_Task material_.
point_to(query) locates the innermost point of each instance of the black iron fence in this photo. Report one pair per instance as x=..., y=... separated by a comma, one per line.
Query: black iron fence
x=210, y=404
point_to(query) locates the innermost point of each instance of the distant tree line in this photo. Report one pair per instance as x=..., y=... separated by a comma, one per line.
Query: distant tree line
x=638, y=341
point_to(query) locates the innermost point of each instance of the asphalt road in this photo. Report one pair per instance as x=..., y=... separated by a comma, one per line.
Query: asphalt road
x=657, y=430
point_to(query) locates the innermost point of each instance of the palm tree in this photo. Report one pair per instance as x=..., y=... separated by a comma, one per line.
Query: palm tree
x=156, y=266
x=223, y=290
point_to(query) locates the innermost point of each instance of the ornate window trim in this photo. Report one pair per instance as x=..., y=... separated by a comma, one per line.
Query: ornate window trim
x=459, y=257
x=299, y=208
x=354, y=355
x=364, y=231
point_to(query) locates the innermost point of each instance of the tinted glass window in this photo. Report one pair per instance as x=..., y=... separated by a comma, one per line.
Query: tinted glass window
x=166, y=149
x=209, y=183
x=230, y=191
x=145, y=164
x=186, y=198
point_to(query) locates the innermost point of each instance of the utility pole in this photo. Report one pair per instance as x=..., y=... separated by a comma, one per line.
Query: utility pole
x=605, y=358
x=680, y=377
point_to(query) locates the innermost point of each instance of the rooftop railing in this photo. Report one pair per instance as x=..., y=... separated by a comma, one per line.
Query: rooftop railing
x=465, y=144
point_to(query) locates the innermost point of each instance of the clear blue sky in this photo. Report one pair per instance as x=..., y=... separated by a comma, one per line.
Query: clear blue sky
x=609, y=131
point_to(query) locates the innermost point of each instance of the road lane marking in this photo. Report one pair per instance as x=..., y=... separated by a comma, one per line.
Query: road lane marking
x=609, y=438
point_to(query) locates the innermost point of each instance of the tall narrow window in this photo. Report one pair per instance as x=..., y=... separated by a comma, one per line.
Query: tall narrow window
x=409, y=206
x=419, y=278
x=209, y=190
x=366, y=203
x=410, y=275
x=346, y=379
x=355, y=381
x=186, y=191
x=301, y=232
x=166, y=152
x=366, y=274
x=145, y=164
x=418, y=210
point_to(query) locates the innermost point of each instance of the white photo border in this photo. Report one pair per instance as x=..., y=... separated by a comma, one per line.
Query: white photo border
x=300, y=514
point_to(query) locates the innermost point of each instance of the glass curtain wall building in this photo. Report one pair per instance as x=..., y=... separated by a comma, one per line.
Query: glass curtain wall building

_What you are asked to do_. Recast all of the lines above as a Markdown table with two columns, "Row" for the row number and "Line text" for the line itself. Leave out any blank lines.

_The completed task_.
| Row | Line text |
|---|---|
| 1 | point_to(query) locates the innermost point of each instance of the black iron fence in this photo. Report one pair per instance as x=..., y=... separated by a comma, one per line. |
| 2 | Query: black iron fence |
| 3 | x=210, y=404 |
| 4 | point_to(query) locates the innermost point of each instance of the distant tree line in this photo. Report one pair per instance as x=..., y=... separated by a comma, one per line. |
| 5 | Query: distant tree line |
| 6 | x=638, y=341 |
| 7 | point_to(query) locates the innermost point of each instance of the asphalt road in this photo. Report one pair per instance as x=..., y=... separated by a comma, one per line. |
| 8 | Query: asphalt road |
| 9 | x=657, y=430 |
| 10 | point_to(query) locates the innermost point of each instance of the palm tree in this photo. Report one pair per instance as x=..., y=... separated by a comma, one per line. |
| 11 | Query: palm tree |
| 12 | x=156, y=266 |
| 13 | x=223, y=290 |
| 14 | point_to(query) locates the innermost point of each instance of the ornate window trim in this photo. Report one pair per instance as x=..., y=... separated by a comma, one per line. |
| 15 | Query: ornate window trim |
| 16 | x=459, y=257 |
| 17 | x=299, y=208 |
| 18 | x=354, y=355 |
| 19 | x=364, y=231 |
| 20 | point_to(query) locates the innermost point of each instance of the tinted glass window in this photo. Report one pair per instance as x=..., y=... separated by a comma, one per line. |
| 21 | Query: tinted glass window |
| 22 | x=166, y=149 |
| 23 | x=209, y=183 |
| 24 | x=230, y=191 |
| 25 | x=145, y=164 |
| 26 | x=186, y=198 |
| 27 | point_to(query) locates the innermost point of each instance of the utility pole in this photo. Report one pair per instance as x=..., y=... separated by a comma, one per line. |
| 28 | Query: utility pole |
| 29 | x=605, y=358 |
| 30 | x=680, y=377 |
| 31 | point_to(query) locates the innermost point of each instance of the rooftop railing in this photo. Report one pair per instance as x=..., y=... separated by a comma, one per line. |
| 32 | Query: rooftop railing |
| 33 | x=465, y=144 |
| 34 | point_to(query) locates the innermost point of each instance of the clear blue sky in this photo. Report one pair per instance as x=..., y=... separated by a comma, one per line. |
| 35 | Query: clear blue sky |
| 36 | x=609, y=131 |
| 37 | point_to(query) locates the innermost point of each instance of the road lane marking in this photo. Report one pair per instance as x=..., y=... separated by a comma, one per line. |
| 38 | Query: road lane marking |
| 39 | x=609, y=438 |
| 40 | point_to(query) locates the innermost point of each instance of the tall narrow window in this photo. Report one pair per instance as x=..., y=... separated by a comma, one per line. |
| 41 | Query: tall narrow window |
| 42 | x=409, y=206 |
| 43 | x=419, y=278 |
| 44 | x=209, y=190 |
| 45 | x=366, y=203 |
| 46 | x=410, y=275 |
| 47 | x=346, y=379 |
| 48 | x=355, y=381 |
| 49 | x=186, y=191 |
| 50 | x=301, y=232 |
| 51 | x=166, y=152 |
| 52 | x=366, y=274 |
| 53 | x=145, y=164 |
| 54 | x=418, y=210 |
| 55 | point_to(query) locates the innermost point of each instance of the white photo border in this photo. Report one pair per instance as x=..., y=... separated by a comma, one per line. |
| 56 | Query: white photo border |
| 57 | x=300, y=514 |
| 58 | point_to(query) locates the innermost point of each instance of the glass curtain wall building in this photo. Report one pair per instance as x=..., y=... separated by a comma, one per line. |
| 59 | Query: glass curtain wall building |